Given text ▸
────────────────
If any lesson should emanate from the failed attempt arrange union
between my employer Louisiana State University Shreveport and Louisiana Tech
University, it’s that a merger on these terms will not fix whatever ails higher
education delivery in the Shreveport-Bossier metropolitan area.
All along, advocates argued the primary reason for the combination was
to accomplish this. They described the symptoms that purported to signal
deficiency in this area: relatively low enrollment numbers, almost no growth,
and apparent difficulty in supplying programs. But they really couldn’t, or
would not, articulate the causes of this. Instead, by having LSUS subsumed into
Tech, essentially they argued that in order to cure the unknown disease the
patient had to be killed and then resurrected as a symbiont.
While the idea had a great many area supporters, none of whom ever had
served as a tenured faculty member or administrator in higher education, in the
political and business communities in the area, as well as interest groups who
assert their missions encompass education delivery, the naïveté of the notion was stunning in that so many failed to grasp
its fundamental shortcoming. They appeared ignorant of a central truism in
academia (and government), that institutions as organizations first and
foremost do not act with a larger environmental purpose in mind – that is, to
maximize higher education delivery statewide – nor to serve peripheral,
specific environments – to Tech, the Shreveport/Bossier metropolitan area.
────────────────
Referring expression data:
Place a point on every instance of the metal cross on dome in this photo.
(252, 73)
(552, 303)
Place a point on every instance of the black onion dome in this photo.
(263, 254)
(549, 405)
────────────────
Required action A ▸ Transcribe the part of the merger commentary that opens with the words containing "All along, advocates" and closes with "as a symbiont.".
Required action B ▸
Answer these questions from the merger commentary:
(i) Which two universities were in the failed merger attempt?
(ii) What three symptoms did advocates describe as signs of deficiency?
(iii) According to the truism the text cites, institutions do not act to maximize what?

Final answer A ▸
All along, advocates argued the primary reason for the combination was
to accomplish this. They described the symptoms that purported to signal
deficiency in this area: relatively low enrollment numbers, almost no growth,
and apparent difficulty in supplying programs. But they really couldn’t, or
would not, articulate the causes of this. Instead, by having LSUS subsumed into
Tech, essentially they argued that in order to cure the unknown disease the
patient had to be killed and then resurrected as a symbiont.

Final answer B ▸
(i) Louisiana State University Shreveport and Louisiana Tech University
(ii) Relatively low enrollment numbers, almost no growth, and apparent difficulty in supplying programs
(iii) Higher education delivery statewide